TASK LIST
(1) Restate the book review from "Book reviews" to "19955 022 7.", swapping in "Africa south of the Sahara" wherever "Sub-Saharan Africa" appears.
(2) Rescale the listing from its start through the line with "30;166;671;271", requests included, multiplying every bounding-box coordinate in the outputs by 2.4 and rounding to whole numbers, halves up. Leave the pictures out.

━━ DOCUMENT TEXT ━━

International Affairs

Deborah Brautigam

Book reviews
International Affairs 86: 3, 2010: pp. 803-804
© 2010 The Author(s). Journal Compilation © 2010 Blackwell Publishing Ltd/The Royal Institute of International Affairs
Sub-Saharan Africa
The dragon’s gift: the real story of China in Africa. By Deborah Bräutigam. Oxford:
Oxford University Press. 2009. 300pp. Index. £18.99. isbn 978 0 19955 022 7.

Policy-makers and pundits from the member countries of the OECD’s Development Assistance Committee (DAC) are perplexed as to what China means for Africa. Should they be worried about the massive flows of Chinese aid and investment into the continent, or is
this something to be welcomed? Deborah Bräutigam’s superb book, the fruit of decades of
research and travel throughout Africa and China, is precisely the sort of careful treatment
of the subject that they need to guide their deliberations. Indeed, this highly accessible and
rigorous book may come to be viewed as a canonical text in the China–Africa development

The central theme of Bräutigam’s book is that the Chinese government has taken a longterm
view of what is involved in national development, which differs from the approach
typically found in OECD–DAC member development agencies. In a phrase redolent of the
‘outward development’ logic found in Latin American countries such as Brazil, Chile and
Peru, Bräutigam tells us that China decided in the mid-1980s that national development
required the country to ‘go global’. Policy-makers in Beijing examined their own experience
during the post-Mao opening, and noted that their economic revival was precipitated
by massive inflows of Japanese foreign direct investment (FDI) seeking to exploit first
Chinese natural resources like iron ore, and then human resources such as abundant cheap
labour. Underpinning this development was a period of resource-backed financing that saw
Japanese loans and investments for Chinese physical infrastructure secured against guaranteed
rights for future purchases of commodities such as iron and coal at market prices.

━━━
━━ MATERIAL SHOWN ━━

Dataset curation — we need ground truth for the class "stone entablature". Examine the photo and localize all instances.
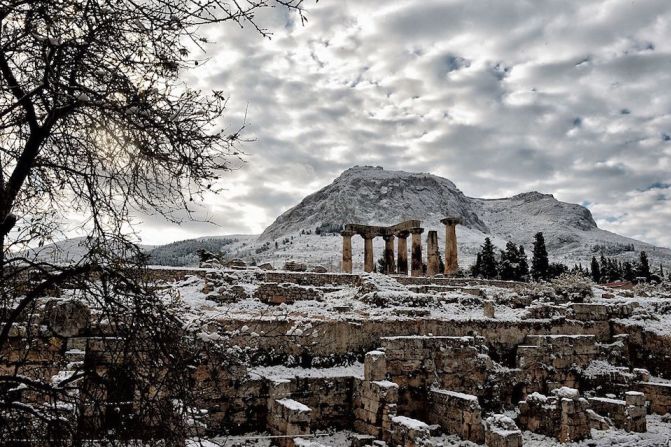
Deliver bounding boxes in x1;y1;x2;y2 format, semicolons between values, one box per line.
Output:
340;217;462;277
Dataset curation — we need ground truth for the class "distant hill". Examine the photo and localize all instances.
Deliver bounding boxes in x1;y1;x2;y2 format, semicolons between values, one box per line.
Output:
253;166;671;263
148;236;238;267
30;166;671;271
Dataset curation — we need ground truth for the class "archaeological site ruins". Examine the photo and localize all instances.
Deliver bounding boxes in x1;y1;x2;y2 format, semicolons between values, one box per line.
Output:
2;217;671;447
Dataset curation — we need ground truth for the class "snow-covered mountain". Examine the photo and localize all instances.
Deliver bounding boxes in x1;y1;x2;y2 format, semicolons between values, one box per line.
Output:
257;166;671;264
28;166;671;271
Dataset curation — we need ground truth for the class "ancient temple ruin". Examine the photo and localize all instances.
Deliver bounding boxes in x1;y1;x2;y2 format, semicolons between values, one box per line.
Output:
340;217;462;276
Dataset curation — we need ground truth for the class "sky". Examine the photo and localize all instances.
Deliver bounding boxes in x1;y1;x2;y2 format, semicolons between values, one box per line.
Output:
138;0;671;247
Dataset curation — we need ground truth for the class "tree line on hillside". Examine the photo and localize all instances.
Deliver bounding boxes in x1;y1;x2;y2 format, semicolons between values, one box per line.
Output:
470;232;671;284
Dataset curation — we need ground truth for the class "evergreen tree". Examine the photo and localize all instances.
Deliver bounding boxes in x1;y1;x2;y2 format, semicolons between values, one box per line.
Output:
590;256;601;284
531;232;550;281
499;242;520;281
480;238;498;279
637;251;650;279
517;245;529;281
548;262;569;279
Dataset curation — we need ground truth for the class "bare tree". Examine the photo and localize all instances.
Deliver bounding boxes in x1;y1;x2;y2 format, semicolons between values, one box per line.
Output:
0;0;304;444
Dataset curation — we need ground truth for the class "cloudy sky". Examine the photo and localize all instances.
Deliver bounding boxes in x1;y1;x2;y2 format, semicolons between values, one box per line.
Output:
136;0;671;246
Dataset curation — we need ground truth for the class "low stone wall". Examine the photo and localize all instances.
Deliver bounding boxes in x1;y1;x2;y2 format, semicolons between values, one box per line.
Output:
518;388;590;442
485;414;522;447
429;389;485;444
610;320;671;379
352;379;398;439
588;391;646;433
218;317;610;367
393;275;528;289
516;335;599;370
571;303;638;321
256;271;361;287
385;416;431;447
267;398;312;447
254;282;324;305
380;336;493;392
380;336;493;419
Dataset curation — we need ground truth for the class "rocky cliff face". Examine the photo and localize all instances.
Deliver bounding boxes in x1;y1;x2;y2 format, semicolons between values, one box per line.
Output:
259;166;671;262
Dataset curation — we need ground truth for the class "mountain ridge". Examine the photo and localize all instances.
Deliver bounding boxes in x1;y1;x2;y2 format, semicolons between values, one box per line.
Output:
259;166;671;268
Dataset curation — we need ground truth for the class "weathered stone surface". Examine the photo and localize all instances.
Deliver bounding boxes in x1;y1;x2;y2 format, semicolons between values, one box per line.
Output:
518;387;590;442
429;389;485;443
485;414;522;447
254;283;324;305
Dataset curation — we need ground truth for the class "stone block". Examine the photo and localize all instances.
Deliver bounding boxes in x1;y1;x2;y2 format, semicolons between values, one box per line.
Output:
363;351;387;381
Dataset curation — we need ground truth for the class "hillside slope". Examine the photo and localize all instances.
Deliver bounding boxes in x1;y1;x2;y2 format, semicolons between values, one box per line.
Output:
258;166;671;265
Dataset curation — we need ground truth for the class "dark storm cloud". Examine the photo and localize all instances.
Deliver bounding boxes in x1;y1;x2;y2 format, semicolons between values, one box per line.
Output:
136;0;671;246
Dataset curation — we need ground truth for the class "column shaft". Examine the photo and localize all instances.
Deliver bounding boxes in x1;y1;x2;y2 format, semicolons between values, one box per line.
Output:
445;225;459;275
340;232;352;273
426;230;440;276
384;235;396;275
397;233;408;275
363;237;375;273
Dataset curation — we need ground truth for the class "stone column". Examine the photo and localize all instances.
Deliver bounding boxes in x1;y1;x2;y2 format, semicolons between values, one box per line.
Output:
410;228;424;276
426;230;440;276
362;234;375;273
396;231;410;276
340;231;354;273
382;234;396;275
440;217;461;275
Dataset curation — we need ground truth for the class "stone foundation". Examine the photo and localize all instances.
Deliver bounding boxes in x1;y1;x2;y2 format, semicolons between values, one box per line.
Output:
429;389;485;443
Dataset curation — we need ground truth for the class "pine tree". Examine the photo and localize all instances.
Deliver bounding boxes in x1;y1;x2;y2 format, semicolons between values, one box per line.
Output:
531;232;550;281
517;245;529;281
637;251;650;279
590;256;601;284
480;238;498;279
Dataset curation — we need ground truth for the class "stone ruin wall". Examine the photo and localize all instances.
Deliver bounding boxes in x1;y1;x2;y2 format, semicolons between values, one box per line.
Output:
0;271;671;447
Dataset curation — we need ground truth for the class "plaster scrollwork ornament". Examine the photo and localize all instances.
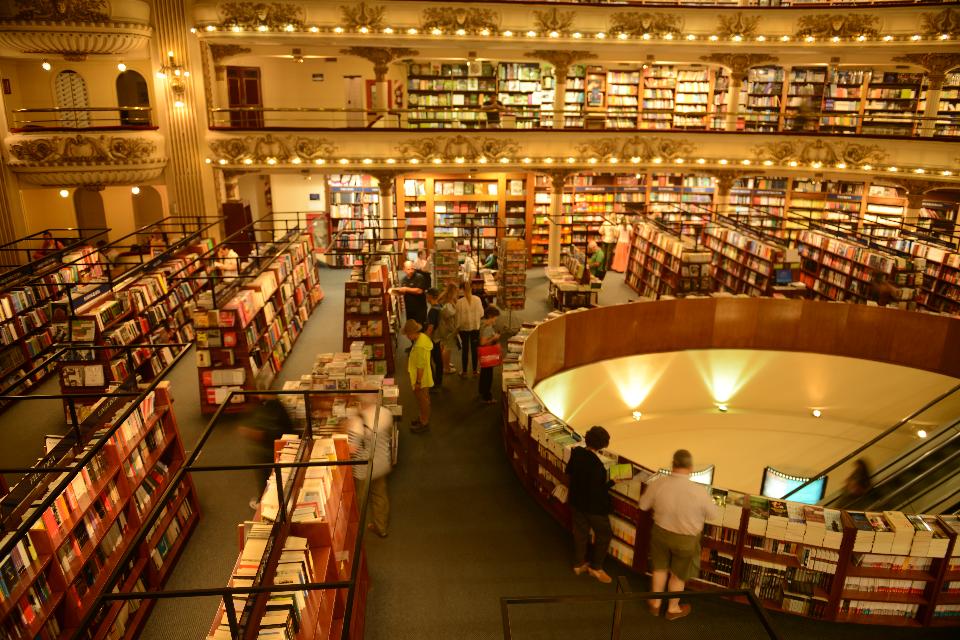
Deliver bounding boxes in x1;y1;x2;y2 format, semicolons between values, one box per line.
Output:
397;135;520;162
16;0;110;22
218;2;305;30
533;7;577;33
753;140;888;166
340;2;386;31
717;11;760;38
10;134;156;165
797;13;880;38
921;9;960;37
610;11;683;36
420;7;500;33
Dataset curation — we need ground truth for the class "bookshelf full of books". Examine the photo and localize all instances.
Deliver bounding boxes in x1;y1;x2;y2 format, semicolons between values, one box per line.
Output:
407;61;498;129
624;221;712;298
0;382;199;640
193;234;323;414
327;173;380;267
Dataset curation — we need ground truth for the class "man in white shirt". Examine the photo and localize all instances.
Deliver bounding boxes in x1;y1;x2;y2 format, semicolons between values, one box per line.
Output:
640;449;717;620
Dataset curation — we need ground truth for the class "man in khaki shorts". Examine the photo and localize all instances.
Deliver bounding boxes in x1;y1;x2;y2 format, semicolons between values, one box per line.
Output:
640;449;716;620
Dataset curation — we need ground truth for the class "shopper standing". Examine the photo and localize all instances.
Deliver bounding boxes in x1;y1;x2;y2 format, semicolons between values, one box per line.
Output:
640;449;716;620
480;306;500;404
566;427;613;584
457;280;483;378
403;319;433;433
423;289;443;393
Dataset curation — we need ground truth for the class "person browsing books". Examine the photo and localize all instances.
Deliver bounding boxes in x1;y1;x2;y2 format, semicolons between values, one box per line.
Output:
566;427;613;584
390;260;429;327
403;318;433;433
640;449;717;620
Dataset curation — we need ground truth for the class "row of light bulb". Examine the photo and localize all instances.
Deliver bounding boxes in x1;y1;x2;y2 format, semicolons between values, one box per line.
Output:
205;156;954;177
190;24;950;44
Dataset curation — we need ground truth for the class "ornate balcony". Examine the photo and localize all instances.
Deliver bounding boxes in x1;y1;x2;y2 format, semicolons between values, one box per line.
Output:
0;0;153;59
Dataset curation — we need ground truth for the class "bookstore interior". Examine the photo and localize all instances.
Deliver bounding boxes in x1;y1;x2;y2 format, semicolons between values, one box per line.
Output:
0;0;960;640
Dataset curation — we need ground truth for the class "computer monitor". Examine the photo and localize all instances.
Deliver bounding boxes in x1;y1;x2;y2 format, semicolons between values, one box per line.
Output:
760;467;827;504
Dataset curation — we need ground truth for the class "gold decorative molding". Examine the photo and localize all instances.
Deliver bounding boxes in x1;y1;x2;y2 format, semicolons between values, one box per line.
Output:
15;0;110;22
717;11;760;38
209;133;337;164
340;47;420;82
10;134;157;166
217;2;305;30
921;9;960;37
523;49;597;77
753;140;888;165
700;53;779;82
796;13;880;38
340;2;386;31
397;135;520;162
420;7;500;33
576;136;694;162
533;7;577;33
610;11;683;36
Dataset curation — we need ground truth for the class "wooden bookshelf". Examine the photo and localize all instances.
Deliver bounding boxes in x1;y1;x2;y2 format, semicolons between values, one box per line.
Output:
0;382;200;640
193;234;323;415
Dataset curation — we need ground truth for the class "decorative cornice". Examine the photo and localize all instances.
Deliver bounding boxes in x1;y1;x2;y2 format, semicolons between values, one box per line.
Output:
209;133;337;164
533;7;577;34
340;2;386;31
217;2;305;30
610;11;683;36
700;53;778;80
717;11;760;38
397;135;520;162
753;140;888;166
420;7;500;33
921;9;960;37
797;13;880;38
340;47;420;82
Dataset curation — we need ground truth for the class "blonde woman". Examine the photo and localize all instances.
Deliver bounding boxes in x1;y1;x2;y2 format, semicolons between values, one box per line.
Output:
456;280;483;378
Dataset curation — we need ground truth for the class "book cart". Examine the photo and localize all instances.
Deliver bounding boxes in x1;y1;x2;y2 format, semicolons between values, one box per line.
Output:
502;312;960;627
0;345;200;640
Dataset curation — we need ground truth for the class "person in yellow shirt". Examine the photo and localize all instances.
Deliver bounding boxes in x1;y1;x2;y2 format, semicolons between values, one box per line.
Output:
403;319;433;433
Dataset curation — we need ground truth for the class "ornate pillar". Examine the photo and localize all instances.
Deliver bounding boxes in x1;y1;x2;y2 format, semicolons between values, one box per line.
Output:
700;53;778;131
894;53;960;138
524;49;597;129
150;0;217;216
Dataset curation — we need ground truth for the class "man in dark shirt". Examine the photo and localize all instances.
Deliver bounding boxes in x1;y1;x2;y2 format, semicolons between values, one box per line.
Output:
390;260;427;326
566;427;613;583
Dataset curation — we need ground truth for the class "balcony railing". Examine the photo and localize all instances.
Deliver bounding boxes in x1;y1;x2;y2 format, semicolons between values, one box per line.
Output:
209;105;960;138
10;107;157;133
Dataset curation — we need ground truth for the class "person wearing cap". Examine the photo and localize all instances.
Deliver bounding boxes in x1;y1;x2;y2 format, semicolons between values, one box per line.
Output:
403;318;433;433
640;449;717;620
566;427;613;584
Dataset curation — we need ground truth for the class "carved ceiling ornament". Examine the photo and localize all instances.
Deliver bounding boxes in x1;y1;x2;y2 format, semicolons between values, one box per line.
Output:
610;11;683;36
717;11;760;38
217;2;305;29
210;133;337;164
533;7;577;33
797;13;880;38
921;9;960;37
420;7;500;33
15;0;110;22
10;134;157;165
700;53;779;82
340;2;386;31
397;135;520;162
753;140;888;165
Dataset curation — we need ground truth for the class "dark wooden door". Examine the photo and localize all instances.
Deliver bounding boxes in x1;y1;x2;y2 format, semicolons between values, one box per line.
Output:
227;67;263;129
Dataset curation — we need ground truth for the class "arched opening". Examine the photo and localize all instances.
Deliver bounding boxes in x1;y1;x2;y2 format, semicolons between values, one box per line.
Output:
117;69;150;127
54;69;90;129
73;187;107;237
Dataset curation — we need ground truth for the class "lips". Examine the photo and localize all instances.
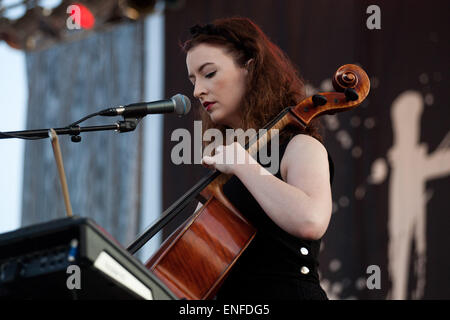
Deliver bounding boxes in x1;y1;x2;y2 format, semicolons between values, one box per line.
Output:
203;101;215;111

━━━

PER-TASK OUTPUTS
(1)
Book reviews
International Affairs 86: 3, 2010: pp. 803-804
© 2010 The Author(s). Journal Compilation © 2010 Blackwell Publishing Ltd/The Royal Institute of International Affairs
Africa south of the Sahara
The dragon’s gift: the real story of China in Africa. By Deborah Bräutigam. Oxford:
Oxford University Press. 2009. 300pp. Index. £18.99. isbn 978 0 19955 022 7.

(2)
Dataset curation — we need ground truth for the class "stone entablature". Examine the photo and localize all instances.
Deliver bounding boxes in x1;y1;x2;y2 format, semicolons between values, one box per line.
Output:
816;521;1109;665
Dataset curation — we need ground truth for the class "distant hill". Examine the photo and localize all instances.
Deliver bounding boxes in x1;y1;x2;y2 format, semicolons between values, one box per line.
Output:
607;398;1610;631
355;566;571;641
72;398;1610;650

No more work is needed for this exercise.